[start]

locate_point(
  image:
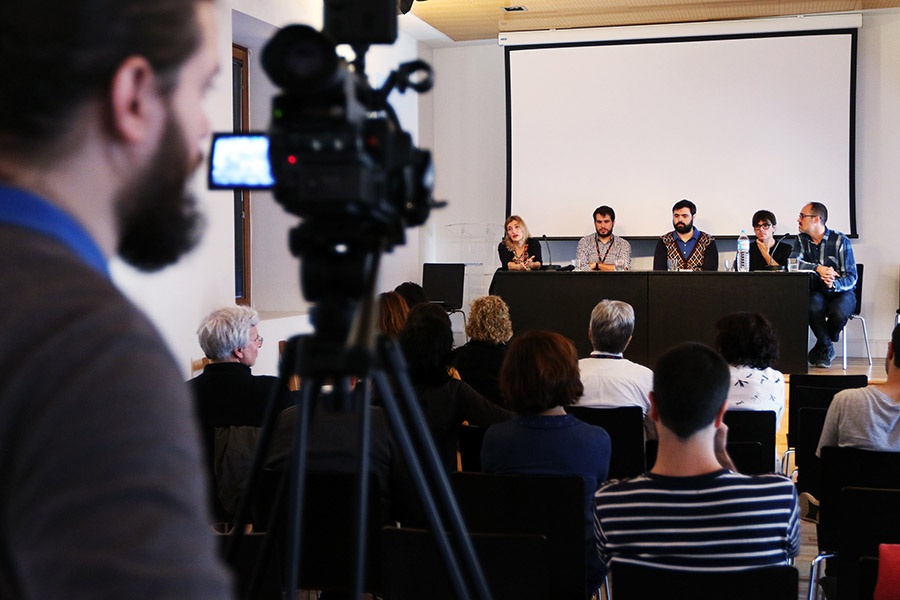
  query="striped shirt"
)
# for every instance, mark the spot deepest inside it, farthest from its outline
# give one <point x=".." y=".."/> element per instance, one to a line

[end]

- Set exercise
Switch every "instance" in the rows above to "object" and write the lines out again with nothing else changed. Leave the pictures out.

- Response to this task
locate_point(
  image:
  query="striped shirt"
)
# for every object, mark the spot deepest inside it, farthest from its outline
# give one <point x=".." y=".."/> element per object, one to a line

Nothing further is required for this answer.